►

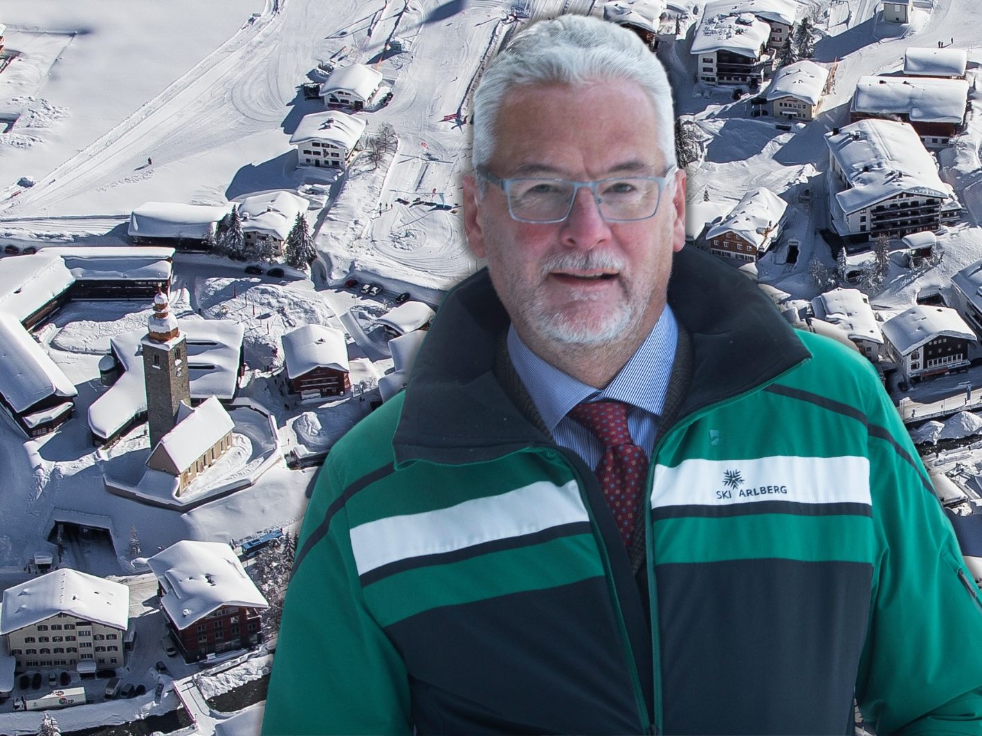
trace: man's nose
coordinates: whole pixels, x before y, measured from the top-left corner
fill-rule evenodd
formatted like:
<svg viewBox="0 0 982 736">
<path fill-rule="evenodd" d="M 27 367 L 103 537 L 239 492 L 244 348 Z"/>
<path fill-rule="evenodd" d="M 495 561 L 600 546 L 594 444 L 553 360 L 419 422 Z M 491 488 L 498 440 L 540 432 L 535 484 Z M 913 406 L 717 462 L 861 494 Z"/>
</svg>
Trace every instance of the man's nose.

◄

▸ **WHAT TO WORK ON**: Update the data by replacing every occurrence of "man's nose" with "man's left ear", leaving all else unchanged, and omit the picture from your answer.

▸ **RESPONSE**:
trace: man's left ear
coordinates: whole pixels, x before y, measured from the top-left corner
fill-rule evenodd
formatted like:
<svg viewBox="0 0 982 736">
<path fill-rule="evenodd" d="M 27 367 L 103 537 L 239 492 L 244 348 Z"/>
<path fill-rule="evenodd" d="M 495 561 L 600 546 L 594 444 L 553 360 L 419 422 Z M 491 488 L 498 440 L 540 432 L 535 484 Z M 913 406 L 717 462 L 861 494 Z"/>
</svg>
Trace every instance of the man's left ear.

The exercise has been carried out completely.